→ **SOURCE MATERIAL**:
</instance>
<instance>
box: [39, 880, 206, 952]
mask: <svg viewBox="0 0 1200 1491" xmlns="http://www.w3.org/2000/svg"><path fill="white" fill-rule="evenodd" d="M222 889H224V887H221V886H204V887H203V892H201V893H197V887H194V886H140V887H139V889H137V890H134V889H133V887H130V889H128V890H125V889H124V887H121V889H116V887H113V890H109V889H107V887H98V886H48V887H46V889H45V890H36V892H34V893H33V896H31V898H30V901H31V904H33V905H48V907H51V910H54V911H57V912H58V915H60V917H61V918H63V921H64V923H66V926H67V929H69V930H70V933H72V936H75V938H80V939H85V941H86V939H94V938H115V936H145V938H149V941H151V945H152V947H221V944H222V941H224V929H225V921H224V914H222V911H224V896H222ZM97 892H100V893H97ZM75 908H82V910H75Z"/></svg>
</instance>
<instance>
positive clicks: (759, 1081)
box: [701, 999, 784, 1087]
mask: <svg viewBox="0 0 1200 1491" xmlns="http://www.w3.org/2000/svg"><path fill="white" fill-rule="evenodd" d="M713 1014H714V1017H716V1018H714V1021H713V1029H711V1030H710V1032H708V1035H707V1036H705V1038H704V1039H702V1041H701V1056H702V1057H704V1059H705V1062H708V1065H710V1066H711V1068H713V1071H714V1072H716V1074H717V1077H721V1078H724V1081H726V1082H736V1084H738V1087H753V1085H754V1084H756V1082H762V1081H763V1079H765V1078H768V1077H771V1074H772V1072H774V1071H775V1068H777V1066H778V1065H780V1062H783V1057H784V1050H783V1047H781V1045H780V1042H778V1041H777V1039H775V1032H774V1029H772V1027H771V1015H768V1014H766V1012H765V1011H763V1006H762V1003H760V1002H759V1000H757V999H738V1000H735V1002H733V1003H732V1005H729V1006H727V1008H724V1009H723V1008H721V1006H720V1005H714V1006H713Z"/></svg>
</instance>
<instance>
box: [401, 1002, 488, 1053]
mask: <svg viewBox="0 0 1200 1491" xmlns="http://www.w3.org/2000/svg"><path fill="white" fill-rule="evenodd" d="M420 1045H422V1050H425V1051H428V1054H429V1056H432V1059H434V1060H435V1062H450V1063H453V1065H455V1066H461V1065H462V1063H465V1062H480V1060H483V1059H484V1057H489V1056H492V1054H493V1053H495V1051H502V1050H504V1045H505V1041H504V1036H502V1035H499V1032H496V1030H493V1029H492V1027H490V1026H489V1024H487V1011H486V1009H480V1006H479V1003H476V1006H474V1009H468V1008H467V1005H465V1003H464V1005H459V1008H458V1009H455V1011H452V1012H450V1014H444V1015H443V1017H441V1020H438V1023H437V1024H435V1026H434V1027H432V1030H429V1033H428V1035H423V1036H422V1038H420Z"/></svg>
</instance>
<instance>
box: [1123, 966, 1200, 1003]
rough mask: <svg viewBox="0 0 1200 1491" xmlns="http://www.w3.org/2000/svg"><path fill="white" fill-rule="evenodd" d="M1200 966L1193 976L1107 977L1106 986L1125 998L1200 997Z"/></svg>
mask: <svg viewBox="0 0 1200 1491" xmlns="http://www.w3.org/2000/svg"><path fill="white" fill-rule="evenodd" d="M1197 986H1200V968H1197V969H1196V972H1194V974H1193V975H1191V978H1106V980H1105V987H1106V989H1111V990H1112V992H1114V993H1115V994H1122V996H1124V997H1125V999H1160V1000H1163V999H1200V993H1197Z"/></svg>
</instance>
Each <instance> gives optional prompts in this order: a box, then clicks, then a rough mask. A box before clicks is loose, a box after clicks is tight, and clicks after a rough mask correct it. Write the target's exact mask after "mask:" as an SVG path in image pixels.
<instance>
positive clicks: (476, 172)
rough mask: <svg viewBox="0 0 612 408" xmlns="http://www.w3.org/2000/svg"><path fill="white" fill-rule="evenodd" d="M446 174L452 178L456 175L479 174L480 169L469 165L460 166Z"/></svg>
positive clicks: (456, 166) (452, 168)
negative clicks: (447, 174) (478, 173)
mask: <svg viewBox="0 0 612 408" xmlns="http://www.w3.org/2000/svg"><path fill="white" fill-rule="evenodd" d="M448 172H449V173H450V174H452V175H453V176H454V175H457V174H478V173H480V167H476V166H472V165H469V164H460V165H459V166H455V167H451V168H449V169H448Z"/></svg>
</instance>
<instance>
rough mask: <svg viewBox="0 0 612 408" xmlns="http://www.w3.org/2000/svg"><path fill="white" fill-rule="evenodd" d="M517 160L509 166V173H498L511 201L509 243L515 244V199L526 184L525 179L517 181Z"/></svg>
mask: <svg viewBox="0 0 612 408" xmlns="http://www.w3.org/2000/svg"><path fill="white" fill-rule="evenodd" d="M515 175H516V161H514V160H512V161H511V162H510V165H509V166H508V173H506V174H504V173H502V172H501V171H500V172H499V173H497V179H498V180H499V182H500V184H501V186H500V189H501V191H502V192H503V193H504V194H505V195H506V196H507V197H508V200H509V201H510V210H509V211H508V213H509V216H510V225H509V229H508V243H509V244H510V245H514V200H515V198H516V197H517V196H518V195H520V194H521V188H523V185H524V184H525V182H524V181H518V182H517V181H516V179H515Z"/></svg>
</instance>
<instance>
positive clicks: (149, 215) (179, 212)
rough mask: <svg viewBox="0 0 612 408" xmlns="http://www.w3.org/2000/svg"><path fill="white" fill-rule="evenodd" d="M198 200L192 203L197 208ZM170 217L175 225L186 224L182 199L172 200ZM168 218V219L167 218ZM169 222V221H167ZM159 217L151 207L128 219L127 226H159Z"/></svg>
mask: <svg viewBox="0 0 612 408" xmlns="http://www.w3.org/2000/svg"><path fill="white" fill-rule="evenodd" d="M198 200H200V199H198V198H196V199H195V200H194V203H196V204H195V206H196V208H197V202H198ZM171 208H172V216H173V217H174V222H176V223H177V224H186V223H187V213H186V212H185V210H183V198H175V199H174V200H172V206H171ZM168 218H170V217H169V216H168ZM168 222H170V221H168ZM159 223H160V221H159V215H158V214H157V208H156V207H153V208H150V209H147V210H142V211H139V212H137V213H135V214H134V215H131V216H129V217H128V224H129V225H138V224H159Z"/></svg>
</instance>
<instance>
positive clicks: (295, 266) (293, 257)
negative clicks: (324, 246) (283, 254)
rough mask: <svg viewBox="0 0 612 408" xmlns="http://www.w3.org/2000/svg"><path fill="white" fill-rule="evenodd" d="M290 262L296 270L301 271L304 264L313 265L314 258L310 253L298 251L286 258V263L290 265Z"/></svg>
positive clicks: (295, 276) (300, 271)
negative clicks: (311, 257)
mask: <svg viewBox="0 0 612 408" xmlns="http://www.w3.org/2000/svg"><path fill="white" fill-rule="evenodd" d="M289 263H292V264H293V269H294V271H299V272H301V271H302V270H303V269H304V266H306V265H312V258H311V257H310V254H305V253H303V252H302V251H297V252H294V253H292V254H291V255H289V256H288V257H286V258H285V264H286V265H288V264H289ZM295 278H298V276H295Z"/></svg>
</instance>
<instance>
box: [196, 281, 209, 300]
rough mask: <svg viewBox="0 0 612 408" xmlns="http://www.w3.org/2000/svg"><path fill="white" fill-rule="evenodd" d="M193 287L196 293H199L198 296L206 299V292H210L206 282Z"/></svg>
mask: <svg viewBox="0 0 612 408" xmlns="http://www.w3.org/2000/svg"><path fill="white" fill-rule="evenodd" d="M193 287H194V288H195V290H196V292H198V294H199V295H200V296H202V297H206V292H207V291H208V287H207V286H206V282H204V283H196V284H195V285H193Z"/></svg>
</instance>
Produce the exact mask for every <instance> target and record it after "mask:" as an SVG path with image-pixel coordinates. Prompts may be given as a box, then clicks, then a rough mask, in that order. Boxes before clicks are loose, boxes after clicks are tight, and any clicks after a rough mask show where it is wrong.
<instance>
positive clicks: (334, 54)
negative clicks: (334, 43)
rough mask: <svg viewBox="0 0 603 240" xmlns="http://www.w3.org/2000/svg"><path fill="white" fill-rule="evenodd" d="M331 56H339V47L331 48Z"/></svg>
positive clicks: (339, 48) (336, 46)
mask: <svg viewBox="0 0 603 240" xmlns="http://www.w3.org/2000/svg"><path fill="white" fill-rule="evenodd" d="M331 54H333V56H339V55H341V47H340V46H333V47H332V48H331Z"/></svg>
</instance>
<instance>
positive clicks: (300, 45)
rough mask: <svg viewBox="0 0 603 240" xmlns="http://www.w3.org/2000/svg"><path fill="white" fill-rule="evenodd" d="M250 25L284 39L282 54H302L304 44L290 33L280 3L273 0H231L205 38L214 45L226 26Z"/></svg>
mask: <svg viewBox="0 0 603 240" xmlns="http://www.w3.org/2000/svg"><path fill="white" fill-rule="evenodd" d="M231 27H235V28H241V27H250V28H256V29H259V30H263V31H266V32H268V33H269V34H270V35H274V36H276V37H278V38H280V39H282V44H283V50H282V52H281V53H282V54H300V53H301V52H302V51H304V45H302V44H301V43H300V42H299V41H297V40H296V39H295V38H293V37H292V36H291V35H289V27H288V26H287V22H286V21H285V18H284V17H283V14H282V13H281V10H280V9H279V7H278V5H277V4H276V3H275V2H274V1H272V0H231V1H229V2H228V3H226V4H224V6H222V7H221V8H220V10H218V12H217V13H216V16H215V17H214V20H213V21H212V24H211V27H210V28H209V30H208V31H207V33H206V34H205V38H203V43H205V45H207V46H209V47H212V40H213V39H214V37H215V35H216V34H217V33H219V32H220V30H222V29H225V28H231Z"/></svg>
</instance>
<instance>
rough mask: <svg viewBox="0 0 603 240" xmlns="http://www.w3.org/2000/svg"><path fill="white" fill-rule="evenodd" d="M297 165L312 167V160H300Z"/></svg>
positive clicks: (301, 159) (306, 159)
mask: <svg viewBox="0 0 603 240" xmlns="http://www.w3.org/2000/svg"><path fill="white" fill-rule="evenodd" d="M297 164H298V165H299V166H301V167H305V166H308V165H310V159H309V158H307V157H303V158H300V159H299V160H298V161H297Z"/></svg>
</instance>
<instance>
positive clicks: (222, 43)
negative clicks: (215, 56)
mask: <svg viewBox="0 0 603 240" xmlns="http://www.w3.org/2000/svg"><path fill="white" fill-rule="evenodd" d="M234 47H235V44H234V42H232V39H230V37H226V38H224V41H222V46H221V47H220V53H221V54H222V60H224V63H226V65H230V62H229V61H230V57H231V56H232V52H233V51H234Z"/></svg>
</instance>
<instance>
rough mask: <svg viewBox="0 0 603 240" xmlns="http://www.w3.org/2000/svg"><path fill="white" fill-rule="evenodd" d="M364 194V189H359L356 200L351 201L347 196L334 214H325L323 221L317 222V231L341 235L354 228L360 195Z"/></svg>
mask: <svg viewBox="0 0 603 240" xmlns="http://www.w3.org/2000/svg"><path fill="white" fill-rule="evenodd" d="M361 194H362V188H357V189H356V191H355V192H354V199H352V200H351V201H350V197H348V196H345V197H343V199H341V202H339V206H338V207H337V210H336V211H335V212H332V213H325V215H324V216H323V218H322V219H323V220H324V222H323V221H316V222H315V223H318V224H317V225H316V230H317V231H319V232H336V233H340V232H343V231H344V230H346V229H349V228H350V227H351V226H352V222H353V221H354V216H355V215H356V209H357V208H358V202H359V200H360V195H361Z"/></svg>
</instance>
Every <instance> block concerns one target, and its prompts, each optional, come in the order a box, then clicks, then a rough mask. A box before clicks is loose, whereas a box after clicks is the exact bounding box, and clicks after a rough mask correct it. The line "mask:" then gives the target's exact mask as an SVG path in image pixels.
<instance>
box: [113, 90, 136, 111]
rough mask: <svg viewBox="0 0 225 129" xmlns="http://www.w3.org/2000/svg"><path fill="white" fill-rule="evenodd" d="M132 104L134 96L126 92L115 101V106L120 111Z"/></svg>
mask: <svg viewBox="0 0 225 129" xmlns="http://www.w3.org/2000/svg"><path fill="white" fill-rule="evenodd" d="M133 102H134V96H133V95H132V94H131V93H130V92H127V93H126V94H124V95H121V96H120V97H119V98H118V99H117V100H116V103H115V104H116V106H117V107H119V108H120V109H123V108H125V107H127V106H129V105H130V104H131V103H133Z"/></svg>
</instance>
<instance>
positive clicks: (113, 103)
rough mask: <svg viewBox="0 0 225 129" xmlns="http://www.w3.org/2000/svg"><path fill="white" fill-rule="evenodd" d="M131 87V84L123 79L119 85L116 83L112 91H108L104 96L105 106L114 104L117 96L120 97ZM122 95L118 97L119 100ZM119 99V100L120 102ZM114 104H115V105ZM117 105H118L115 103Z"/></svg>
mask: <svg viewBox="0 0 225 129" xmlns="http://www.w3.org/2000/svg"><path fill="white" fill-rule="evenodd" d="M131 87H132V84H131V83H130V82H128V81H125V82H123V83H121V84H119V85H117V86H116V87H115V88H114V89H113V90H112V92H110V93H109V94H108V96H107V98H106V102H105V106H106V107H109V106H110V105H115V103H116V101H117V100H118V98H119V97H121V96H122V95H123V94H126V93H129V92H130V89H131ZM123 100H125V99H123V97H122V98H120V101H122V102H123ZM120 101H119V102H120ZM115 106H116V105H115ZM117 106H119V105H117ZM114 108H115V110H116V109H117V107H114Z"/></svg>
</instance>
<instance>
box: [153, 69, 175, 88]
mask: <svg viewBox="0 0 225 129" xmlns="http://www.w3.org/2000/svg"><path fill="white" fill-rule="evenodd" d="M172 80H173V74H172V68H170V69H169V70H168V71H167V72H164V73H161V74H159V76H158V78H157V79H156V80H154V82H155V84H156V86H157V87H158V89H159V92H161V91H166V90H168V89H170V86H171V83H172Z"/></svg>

→ **GOAL OF THE EXERCISE**: Of the lines above, retype only those from the line containing "negative clicks: (324, 246) (283, 254)" through the line containing "box: [196, 281, 209, 300]", including both, exactly.

→ **COMPLETED TASK**:
negative clicks: (324, 246) (283, 254)
rough mask: <svg viewBox="0 0 612 408" xmlns="http://www.w3.org/2000/svg"><path fill="white" fill-rule="evenodd" d="M290 262L296 270L301 271L304 264L313 265L314 258L310 253L298 251L286 258V263L290 265Z"/></svg>
positive clicks: (295, 276) (300, 271)
negative clicks: (311, 257)
mask: <svg viewBox="0 0 612 408" xmlns="http://www.w3.org/2000/svg"><path fill="white" fill-rule="evenodd" d="M289 263H292V264H293V269H294V271H299V272H301V271H302V270H303V269H304V266H306V265H312V258H311V257H310V254H305V253H303V252H302V251H297V252H294V253H292V254H291V255H289V256H288V257H286V258H285V264H286V265H288V264H289ZM295 278H298V276H295Z"/></svg>
</instance>
<instance>
box: [196, 281, 209, 300]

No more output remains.